[START]

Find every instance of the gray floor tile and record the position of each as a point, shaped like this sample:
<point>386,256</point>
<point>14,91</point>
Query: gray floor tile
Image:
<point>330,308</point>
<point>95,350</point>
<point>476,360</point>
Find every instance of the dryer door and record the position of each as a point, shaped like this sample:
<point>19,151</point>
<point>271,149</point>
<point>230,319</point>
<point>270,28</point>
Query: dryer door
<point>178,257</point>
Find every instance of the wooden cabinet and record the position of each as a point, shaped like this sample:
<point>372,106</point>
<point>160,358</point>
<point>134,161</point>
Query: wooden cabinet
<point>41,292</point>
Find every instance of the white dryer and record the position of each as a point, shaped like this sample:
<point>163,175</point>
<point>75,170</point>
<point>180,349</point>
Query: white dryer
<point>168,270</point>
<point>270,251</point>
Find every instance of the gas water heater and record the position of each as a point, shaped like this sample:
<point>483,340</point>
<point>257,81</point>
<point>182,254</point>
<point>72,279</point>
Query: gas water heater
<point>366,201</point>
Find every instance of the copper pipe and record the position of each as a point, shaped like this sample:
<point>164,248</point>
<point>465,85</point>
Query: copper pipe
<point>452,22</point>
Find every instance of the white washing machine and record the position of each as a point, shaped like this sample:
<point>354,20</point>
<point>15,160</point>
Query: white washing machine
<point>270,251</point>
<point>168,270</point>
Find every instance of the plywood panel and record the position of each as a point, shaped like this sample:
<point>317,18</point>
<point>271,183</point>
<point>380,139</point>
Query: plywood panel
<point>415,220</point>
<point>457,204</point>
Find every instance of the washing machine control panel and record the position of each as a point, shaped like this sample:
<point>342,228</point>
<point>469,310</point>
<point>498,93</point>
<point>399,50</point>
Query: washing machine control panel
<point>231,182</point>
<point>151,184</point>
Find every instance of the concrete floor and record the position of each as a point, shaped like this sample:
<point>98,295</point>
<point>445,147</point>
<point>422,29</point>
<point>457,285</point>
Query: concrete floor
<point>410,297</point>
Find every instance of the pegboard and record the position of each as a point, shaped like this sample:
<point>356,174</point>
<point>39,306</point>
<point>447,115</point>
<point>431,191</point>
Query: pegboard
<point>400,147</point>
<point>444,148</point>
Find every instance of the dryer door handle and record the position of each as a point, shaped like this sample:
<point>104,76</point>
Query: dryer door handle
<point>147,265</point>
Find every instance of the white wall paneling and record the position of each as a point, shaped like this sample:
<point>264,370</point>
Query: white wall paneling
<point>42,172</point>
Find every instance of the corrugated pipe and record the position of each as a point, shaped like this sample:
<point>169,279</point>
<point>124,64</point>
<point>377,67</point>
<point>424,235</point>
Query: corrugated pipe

[END]

**Stated goal:** Copy the listing from its first line through the line containing "<point>151,184</point>", requests included, and shift every coordinate in the answer points up by 6.

**Task answer:**
Find every instance of the gray floor tile and record the position of each as a point, shaped like this sample:
<point>386,256</point>
<point>14,91</point>
Query: gray floor tile
Image:
<point>336,314</point>
<point>101,356</point>
<point>482,366</point>
Find every instance of the dryer door and record the position of each as a point, shaped like this sample:
<point>19,151</point>
<point>271,149</point>
<point>230,319</point>
<point>270,28</point>
Query: dryer door
<point>184,263</point>
Find every instance of the wooden cabinet and record the position of each as a point, shaped like this sample:
<point>372,106</point>
<point>160,358</point>
<point>134,161</point>
Query: wooden cabinet
<point>47,298</point>
Find every instance of the white dryer and record the position of each as a point, shaped like this sample:
<point>163,175</point>
<point>75,170</point>
<point>180,349</point>
Query: white dryer
<point>174,276</point>
<point>276,257</point>
Find every instance of the gas water heater and record the position of each as a point, shaped like this sample:
<point>483,340</point>
<point>257,81</point>
<point>182,254</point>
<point>72,279</point>
Query: gas water heater
<point>372,207</point>
Find every instance of the copper pipe and record the position of each as a point, shaped like this sample:
<point>164,248</point>
<point>465,85</point>
Query: copper pipe
<point>458,28</point>
Find every instance of the white washing machine and record the position of each as a point, shaped like this sample:
<point>354,20</point>
<point>15,160</point>
Query: white washing machine
<point>276,257</point>
<point>174,276</point>
Find every instance of the plywood panel and record the position of each as a point, shaped like this sample:
<point>317,18</point>
<point>271,183</point>
<point>380,139</point>
Query: plywood panel
<point>421,226</point>
<point>463,210</point>
Find every instance of the washing machine control panel and record the position of each as a point, shaped like this sample:
<point>342,228</point>
<point>469,310</point>
<point>498,93</point>
<point>399,50</point>
Query: washing machine control panel
<point>237,188</point>
<point>157,190</point>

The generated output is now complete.